Find the line containing "point per instance: drainpipe", then output it and every line after it through the end of the listing below, exactly as written.

"""

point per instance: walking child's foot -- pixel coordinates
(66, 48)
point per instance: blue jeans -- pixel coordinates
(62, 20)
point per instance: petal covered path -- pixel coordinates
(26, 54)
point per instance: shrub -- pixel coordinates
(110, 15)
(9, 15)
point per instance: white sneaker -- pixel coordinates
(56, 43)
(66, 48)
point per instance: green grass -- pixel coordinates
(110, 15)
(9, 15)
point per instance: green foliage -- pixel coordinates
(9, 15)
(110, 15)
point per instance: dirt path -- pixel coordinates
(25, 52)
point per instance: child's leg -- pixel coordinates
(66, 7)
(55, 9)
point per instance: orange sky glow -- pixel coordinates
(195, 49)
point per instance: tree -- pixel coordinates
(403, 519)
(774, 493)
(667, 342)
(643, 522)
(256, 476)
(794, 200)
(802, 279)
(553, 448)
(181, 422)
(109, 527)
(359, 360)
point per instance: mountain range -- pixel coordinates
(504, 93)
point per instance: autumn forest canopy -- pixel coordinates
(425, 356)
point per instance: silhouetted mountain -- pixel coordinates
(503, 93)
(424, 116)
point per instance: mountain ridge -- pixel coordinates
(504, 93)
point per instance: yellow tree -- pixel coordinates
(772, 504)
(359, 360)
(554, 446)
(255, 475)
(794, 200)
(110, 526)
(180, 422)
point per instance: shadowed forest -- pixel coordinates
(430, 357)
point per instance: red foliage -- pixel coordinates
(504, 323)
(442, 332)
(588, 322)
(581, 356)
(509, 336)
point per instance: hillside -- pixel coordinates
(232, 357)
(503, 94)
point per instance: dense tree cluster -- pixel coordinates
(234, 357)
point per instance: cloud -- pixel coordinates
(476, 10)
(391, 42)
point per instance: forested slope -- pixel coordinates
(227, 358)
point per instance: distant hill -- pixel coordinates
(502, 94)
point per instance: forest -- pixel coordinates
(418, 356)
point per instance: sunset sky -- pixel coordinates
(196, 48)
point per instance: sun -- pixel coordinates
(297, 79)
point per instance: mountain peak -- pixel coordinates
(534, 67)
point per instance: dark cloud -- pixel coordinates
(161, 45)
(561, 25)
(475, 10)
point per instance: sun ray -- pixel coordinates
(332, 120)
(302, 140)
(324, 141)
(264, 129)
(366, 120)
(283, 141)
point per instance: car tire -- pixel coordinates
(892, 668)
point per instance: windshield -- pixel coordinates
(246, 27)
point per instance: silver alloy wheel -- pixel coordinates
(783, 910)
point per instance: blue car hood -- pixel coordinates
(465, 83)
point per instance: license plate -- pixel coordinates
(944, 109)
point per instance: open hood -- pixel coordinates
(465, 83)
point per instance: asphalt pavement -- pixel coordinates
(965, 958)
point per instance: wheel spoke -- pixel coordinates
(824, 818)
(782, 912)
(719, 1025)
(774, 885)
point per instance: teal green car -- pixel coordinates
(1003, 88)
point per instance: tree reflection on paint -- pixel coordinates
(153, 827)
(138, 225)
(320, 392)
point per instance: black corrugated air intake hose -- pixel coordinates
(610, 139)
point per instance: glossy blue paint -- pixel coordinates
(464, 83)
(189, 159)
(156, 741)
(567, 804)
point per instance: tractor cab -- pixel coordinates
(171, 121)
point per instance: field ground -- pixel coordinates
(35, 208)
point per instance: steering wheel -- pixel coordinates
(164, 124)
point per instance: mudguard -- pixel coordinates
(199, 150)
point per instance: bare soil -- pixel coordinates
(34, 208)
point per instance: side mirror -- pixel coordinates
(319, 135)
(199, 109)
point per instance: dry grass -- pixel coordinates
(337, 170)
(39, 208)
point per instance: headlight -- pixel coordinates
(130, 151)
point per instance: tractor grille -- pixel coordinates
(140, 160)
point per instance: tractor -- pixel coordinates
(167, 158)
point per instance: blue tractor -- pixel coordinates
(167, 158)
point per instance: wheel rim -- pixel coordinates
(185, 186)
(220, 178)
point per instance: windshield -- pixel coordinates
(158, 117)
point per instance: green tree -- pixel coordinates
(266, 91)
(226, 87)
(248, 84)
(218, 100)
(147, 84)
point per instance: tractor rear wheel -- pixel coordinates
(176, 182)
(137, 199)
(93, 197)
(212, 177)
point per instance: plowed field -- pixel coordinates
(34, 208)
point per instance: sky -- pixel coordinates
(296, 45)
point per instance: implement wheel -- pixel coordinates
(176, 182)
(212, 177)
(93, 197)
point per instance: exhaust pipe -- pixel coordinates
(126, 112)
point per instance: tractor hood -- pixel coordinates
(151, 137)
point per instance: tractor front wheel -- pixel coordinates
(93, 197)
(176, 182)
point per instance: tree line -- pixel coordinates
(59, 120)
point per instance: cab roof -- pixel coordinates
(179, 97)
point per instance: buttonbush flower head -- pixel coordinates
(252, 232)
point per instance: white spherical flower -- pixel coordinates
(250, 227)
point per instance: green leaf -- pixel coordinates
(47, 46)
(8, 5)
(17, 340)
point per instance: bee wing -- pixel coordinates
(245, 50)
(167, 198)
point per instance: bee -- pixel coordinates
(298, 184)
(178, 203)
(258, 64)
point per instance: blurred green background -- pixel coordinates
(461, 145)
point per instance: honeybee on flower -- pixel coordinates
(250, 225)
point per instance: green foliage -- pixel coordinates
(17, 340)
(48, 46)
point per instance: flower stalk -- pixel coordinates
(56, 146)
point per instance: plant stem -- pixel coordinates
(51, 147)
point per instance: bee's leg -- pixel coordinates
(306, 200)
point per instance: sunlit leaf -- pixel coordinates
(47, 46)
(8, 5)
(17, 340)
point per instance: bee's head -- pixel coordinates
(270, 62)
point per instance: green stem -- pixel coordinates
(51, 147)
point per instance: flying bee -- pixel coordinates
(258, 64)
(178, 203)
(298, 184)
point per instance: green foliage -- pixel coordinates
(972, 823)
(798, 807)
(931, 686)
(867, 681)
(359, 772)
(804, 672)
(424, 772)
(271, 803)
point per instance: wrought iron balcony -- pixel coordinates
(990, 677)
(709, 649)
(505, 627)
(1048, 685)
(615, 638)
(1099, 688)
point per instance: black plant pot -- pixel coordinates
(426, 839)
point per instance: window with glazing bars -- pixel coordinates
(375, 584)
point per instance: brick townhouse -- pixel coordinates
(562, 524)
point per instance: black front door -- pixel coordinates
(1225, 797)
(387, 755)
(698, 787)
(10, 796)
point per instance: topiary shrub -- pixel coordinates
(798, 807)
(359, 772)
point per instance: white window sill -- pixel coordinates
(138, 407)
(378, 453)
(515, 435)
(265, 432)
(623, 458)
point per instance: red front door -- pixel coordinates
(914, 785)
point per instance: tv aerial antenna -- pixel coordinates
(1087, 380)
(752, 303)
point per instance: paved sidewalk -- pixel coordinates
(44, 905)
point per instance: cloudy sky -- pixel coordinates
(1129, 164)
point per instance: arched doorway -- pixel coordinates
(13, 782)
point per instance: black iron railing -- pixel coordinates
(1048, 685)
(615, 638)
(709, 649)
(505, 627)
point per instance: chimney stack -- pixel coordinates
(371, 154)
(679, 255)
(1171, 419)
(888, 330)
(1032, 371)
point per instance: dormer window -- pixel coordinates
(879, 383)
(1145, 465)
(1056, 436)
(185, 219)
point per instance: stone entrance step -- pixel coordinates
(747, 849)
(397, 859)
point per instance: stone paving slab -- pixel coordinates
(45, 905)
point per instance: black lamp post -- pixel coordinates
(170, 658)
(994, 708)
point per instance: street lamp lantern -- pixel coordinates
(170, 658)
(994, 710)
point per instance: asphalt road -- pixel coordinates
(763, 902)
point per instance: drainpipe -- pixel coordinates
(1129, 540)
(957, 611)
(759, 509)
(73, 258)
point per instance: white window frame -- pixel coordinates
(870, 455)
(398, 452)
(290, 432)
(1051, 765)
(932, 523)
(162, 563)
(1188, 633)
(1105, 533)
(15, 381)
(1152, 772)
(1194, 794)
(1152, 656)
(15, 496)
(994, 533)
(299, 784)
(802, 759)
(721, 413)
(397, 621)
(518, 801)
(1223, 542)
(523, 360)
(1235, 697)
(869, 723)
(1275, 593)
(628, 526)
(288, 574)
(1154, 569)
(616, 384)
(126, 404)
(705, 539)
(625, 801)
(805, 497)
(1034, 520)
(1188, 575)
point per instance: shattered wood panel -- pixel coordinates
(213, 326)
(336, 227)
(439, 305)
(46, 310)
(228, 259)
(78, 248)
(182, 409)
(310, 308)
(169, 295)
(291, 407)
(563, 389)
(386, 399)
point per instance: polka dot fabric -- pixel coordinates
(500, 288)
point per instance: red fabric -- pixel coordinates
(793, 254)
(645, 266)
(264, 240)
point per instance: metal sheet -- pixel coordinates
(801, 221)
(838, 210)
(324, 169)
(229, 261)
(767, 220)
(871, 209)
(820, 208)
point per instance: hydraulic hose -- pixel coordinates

"""

◆ ANSWER TO THE EXERCISE
point per instance: drainpipe -- pixel coordinates
(1129, 540)
(957, 611)
(759, 509)
(73, 258)
point per instance: white window frame -- pixel coordinates
(870, 455)
(398, 452)
(290, 432)
(1051, 765)
(932, 523)
(162, 563)
(1188, 633)
(1105, 533)
(15, 381)
(1152, 772)
(1194, 794)
(1152, 656)
(15, 496)
(994, 533)
(299, 784)
(802, 759)
(721, 413)
(397, 621)
(518, 801)
(1223, 542)
(523, 360)
(1235, 697)
(869, 723)
(1275, 593)
(628, 526)
(288, 574)
(1154, 569)
(616, 384)
(126, 404)
(705, 539)
(625, 801)
(805, 497)
(1034, 520)
(1188, 575)
point per instance: shattered wood panel -- pixel coordinates
(213, 326)
(336, 227)
(439, 305)
(46, 310)
(228, 259)
(78, 248)
(182, 409)
(310, 308)
(169, 295)
(291, 407)
(563, 389)
(386, 399)
point per instance: polka dot fabric -- pixel coordinates
(500, 288)
point per instance: red fabric -- pixel coordinates
(793, 254)
(645, 266)
(264, 240)
point per instance: metal sheet -- pixel coordinates
(801, 221)
(838, 210)
(324, 169)
(229, 261)
(767, 220)
(871, 209)
(820, 208)
point per instance: hydraulic hose -- pixel coordinates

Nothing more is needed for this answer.